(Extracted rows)
+++++

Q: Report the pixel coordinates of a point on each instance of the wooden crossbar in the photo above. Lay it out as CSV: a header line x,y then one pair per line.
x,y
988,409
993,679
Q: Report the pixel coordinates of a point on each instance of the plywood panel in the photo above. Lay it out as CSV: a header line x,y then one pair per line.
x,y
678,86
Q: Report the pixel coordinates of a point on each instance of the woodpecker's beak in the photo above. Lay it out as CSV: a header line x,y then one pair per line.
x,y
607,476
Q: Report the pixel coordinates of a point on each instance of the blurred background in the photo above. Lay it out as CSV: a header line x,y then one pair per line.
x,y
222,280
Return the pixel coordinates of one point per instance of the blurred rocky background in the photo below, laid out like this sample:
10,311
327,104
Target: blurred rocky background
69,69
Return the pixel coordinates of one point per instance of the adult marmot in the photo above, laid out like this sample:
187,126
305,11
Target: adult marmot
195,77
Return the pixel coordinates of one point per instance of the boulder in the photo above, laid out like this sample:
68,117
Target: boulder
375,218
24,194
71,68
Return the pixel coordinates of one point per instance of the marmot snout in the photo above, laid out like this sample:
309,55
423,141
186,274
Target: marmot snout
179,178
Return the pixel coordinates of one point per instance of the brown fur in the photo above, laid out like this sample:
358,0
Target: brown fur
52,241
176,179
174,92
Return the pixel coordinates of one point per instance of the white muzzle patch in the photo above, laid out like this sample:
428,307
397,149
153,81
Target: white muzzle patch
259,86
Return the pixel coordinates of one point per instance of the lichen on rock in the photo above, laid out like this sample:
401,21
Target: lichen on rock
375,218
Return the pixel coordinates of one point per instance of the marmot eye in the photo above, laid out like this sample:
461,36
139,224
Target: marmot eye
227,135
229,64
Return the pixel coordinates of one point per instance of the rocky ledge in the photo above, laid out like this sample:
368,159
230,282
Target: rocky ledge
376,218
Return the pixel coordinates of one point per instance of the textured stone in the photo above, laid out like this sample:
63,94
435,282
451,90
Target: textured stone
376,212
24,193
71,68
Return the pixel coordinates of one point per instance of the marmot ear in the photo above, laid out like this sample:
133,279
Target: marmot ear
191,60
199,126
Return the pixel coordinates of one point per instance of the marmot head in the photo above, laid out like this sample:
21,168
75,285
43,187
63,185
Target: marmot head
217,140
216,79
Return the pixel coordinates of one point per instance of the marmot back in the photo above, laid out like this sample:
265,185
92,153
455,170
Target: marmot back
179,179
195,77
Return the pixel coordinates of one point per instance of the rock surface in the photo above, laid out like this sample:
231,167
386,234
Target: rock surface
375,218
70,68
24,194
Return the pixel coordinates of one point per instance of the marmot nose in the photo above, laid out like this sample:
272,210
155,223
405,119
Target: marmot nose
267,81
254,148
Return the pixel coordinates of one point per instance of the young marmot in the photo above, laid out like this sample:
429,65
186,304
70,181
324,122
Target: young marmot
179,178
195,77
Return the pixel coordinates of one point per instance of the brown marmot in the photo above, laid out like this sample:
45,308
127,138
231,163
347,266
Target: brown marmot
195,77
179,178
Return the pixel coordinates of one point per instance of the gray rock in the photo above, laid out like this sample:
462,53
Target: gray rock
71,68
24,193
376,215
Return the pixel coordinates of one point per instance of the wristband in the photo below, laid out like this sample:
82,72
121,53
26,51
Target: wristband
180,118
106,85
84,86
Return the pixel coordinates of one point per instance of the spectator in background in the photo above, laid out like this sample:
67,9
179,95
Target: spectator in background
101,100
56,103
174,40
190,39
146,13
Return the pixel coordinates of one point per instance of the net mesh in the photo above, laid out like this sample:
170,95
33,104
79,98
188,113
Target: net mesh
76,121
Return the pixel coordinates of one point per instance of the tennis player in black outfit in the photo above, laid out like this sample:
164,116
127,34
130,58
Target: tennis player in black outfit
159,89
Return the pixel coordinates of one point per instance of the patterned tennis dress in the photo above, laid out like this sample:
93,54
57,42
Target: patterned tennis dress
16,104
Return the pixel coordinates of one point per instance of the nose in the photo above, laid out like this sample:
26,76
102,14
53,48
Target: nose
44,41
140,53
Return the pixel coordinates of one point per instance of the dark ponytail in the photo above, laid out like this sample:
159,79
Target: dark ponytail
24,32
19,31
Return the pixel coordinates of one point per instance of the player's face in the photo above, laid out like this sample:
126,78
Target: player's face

+++++

→ **SHORT EXERCISE**
Copy every one of these rows back out word for word, with nothing changed.

→ **TASK RESULT**
Q: Report the pixel coordinates of a point on each instance of the wooden crossbar in the photo above. Lay it out as CSV: a header line x,y then one pair per line.
x,y
988,409
993,679
Q: Report the pixel coordinates of a point on each instance of the plywood panel in the photo above. Lay it out as CSV: a header line x,y then one pair per line.
x,y
678,86
Q: Report the pixel coordinates of a point on each instance of the woodpecker's beak in the photo above. Lay it out as CSV: a header line x,y then one pair per line.
x,y
607,476
Q: Report the pixel coordinates of a point on each instance of the blurred background in the photo above. Lay it out as CSV: a header line x,y then one pair per line.
x,y
222,280
Return the pixel coordinates of one point per instance of the blurred rocky background in the photo below, laid out like this sample:
10,311
327,104
Target: blurred rocky background
69,69
Return the pixel coordinates of one point per instance of the adult marmot in the photo above, laid out like this sample:
187,126
305,11
Target: adult marmot
195,77
Return the pixel coordinates of one point per instance of the boulder in the photo above, laid out like this sample:
68,117
Target: boulder
375,218
24,194
71,68
Return the pixel coordinates of one point per instance of the marmot snout in the photo above, laid out like this sample:
309,55
423,141
186,274
Target: marmot snout
179,178
Return the pixel coordinates of one point per instance of the brown fur in the photo above, laid out like this sample:
358,0
Target: brown fur
52,241
176,179
174,92
Return the pixel coordinates of one point per instance of the white muzzle patch in the photo above, laid out like this sample:
428,307
397,149
153,81
Target: white muzzle patch
259,86
Return the pixel coordinates of one point per instance of the lichen on rock in the photo above, laid out like this sample:
401,21
Target: lichen on rock
375,218
Return the pixel coordinates of one point per instance of the marmot eye in the photo above, laid out like this sample:
461,36
139,224
Target: marmot eye
227,135
229,64
Return the pixel coordinates of one point per instance of the rocky ledge in the photo above, laid out like this sample:
368,159
230,282
Target: rocky ledge
376,218
Return the pixel coordinates of one point per instance of the textured stone in the photo above, laid out like this sample:
63,94
435,282
451,90
Target: textured stone
376,212
24,193
71,68
Return the pixel coordinates of one point per instance of the marmot ear in the photo above, laid out like this sample:
133,279
Target: marmot ear
191,60
199,126
Return the pixel coordinates of one point per instance of the marmot head in the photo above, laid out like this sample:
21,168
75,285
43,187
63,185
Target: marmot head
217,140
216,79
Return the pixel coordinates of one point per instance of the marmot back in the photo above, laid out like this sample:
265,185
92,153
455,170
Target: marmot back
179,179
195,77
Return the pixel coordinates of one point per instance of the rock surface in the photo above, laid out like this sample:
231,167
386,234
Target: rock surface
375,218
70,68
24,194
Return the pixel coordinates of one point per instance of the marmot nose in the photo above, laid out like this sample:
272,210
155,223
405,119
Target: marmot nose
267,81
254,148
Return the pixel coordinates of one point per instance of the young marmot in the photo above, laid out like this sample:
429,65
186,304
70,181
324,122
Target: young marmot
179,178
195,77
Return the pixel coordinates of one point per instance of the brown marmot in the photo above, laid out like this sample:
45,308
127,138
231,163
347,266
Target: brown marmot
195,77
179,178
Return the pixel coordinates of one point per instance of the gray rock in the photo above, laid out like this sample:
462,53
Target: gray rock
71,68
24,193
376,215
Return the pixel coordinates of one point per instance of the wristband in the photo below, laid out like this sample:
82,72
121,53
26,51
Target: wristband
180,118
106,85
84,86
Return the pixel coordinates of one point per instance of the spectator in background in the photo above, laid out like this sample:
67,9
179,95
Target: spectator in background
101,100
56,103
174,40
190,39
146,13
Return the pixel coordinates of one point per instance of the net mesh in the photo above, laid out like this sample:
170,95
33,104
79,98
188,113
Target: net mesh
76,121
Return the pixel coordinates of one point per instance of the tennis player in black outfit in the photo above, laid out like this sample:
164,116
127,34
130,58
Target: tennis player in black outfit
159,89
Return the pixel coordinates of one point per instance of the patterned tennis dress in the photo above, laid out like this sample:
93,54
57,42
Target: patterned tennis dress
16,104
Return the pixel coordinates of one point per instance of the nose in the photo above, laid out like this sample:
26,76
102,14
53,48
Target: nose
44,41
140,53
Return the pixel coordinates of one point per instance of the dark ponytail in the photo above, laid out like this sample:
159,79
Target: dark ponytail
24,32
19,31
Return the pixel coordinates of one point per instance of the player's face in the photo above, laid out like this sample:
126,78
Target: player's face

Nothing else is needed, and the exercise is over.